▶ **TASK DIRECTIONS**:
Output all the material that follows, exactly as given.
───── INFORMATION PROVIDED
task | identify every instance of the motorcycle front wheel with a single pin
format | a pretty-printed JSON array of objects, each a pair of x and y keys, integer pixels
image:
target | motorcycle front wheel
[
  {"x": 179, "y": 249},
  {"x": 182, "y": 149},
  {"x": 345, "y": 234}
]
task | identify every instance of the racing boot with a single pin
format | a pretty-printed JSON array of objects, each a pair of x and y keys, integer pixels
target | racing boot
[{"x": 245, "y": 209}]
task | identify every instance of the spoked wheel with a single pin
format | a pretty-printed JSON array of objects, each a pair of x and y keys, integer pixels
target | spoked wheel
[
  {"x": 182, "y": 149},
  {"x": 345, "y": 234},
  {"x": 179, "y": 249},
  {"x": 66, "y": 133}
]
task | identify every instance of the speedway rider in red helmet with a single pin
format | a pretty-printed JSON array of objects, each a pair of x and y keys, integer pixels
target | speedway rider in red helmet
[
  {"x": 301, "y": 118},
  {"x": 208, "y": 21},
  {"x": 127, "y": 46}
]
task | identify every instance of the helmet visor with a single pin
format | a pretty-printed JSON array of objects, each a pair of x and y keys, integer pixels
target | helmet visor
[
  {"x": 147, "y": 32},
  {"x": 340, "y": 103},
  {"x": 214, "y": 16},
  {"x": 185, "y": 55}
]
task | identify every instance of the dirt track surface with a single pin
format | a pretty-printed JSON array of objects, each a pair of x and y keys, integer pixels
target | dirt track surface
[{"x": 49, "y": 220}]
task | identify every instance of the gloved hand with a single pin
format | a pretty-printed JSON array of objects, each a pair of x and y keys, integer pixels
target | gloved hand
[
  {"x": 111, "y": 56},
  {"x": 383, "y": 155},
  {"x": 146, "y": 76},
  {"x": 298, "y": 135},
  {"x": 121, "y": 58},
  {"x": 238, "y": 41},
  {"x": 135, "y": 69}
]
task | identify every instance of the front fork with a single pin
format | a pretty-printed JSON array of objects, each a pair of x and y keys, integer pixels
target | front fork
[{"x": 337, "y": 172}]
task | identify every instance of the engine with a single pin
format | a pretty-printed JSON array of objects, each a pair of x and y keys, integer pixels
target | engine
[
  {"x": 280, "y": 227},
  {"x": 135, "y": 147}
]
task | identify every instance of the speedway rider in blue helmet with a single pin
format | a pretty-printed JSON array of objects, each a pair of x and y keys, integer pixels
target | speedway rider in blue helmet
──────────
▶ **WORKED SOLUTION**:
task | identify every instance of the motorcycle front wheel with a single pin
format | a pretty-printed JSON array of objects, each a pair of x and y keys, integer pixels
image:
target | motorcycle front wheel
[
  {"x": 179, "y": 249},
  {"x": 182, "y": 149},
  {"x": 345, "y": 234}
]
task | identify every instance of the racing boot with a single pin
format | a pretty-printed JSON array of objects, each a pair of x and y keys, integer pixels
target | racing boot
[{"x": 245, "y": 209}]
task | identify every instance of the spoked wheel with a single pin
format | a pretty-printed JSON array of objects, each a pair of x and y keys, integer pixels
target | spoked wheel
[
  {"x": 182, "y": 149},
  {"x": 345, "y": 234},
  {"x": 179, "y": 249},
  {"x": 66, "y": 133}
]
task | identify every instance of the speedway rider in red helmet with a single pin
format | a pretty-printed JSON array of objects, each a pair of x and y keys, integer pixels
target | speedway rider in red helmet
[
  {"x": 301, "y": 118},
  {"x": 208, "y": 21},
  {"x": 127, "y": 46}
]
task | identify every instance of the helmet visor with a single pin
format | a pretty-printed JSON array of objects, each a pair of x and y keys, integer pixels
target | helmet visor
[
  {"x": 147, "y": 32},
  {"x": 340, "y": 103},
  {"x": 214, "y": 16},
  {"x": 185, "y": 55}
]
task | identify every instance of the dirt track surface with a single pin
format | a pretty-printed JSON array of objects, each a pair of x and y keys, integer pixels
target | dirt track surface
[{"x": 49, "y": 220}]
task | identify every instance of the gloved hand with a single pin
format | a pretty-printed JSON array of objects, each a pair of x and y keys, integer pixels
target | gloved hand
[
  {"x": 111, "y": 56},
  {"x": 383, "y": 155},
  {"x": 146, "y": 76},
  {"x": 298, "y": 135},
  {"x": 121, "y": 58},
  {"x": 238, "y": 41},
  {"x": 135, "y": 69}
]
task | identify every instance of the front fork with a single pin
format | a pretty-printed JSON array of objects, each a pair of x and y keys, integer pixels
target | front fork
[{"x": 337, "y": 172}]
task | identify every instance of the engine with a single pin
format | a pretty-printed JSON array of objects, each a pair of x and y keys, integer pixels
target | engine
[
  {"x": 280, "y": 227},
  {"x": 135, "y": 147}
]
task | identify every instance of the speedway rider in blue helmet with a single pin
format | a pretty-printed JSON array of objects, each a pair of x and y keys, integer pixels
target | speedway rider in blue helmet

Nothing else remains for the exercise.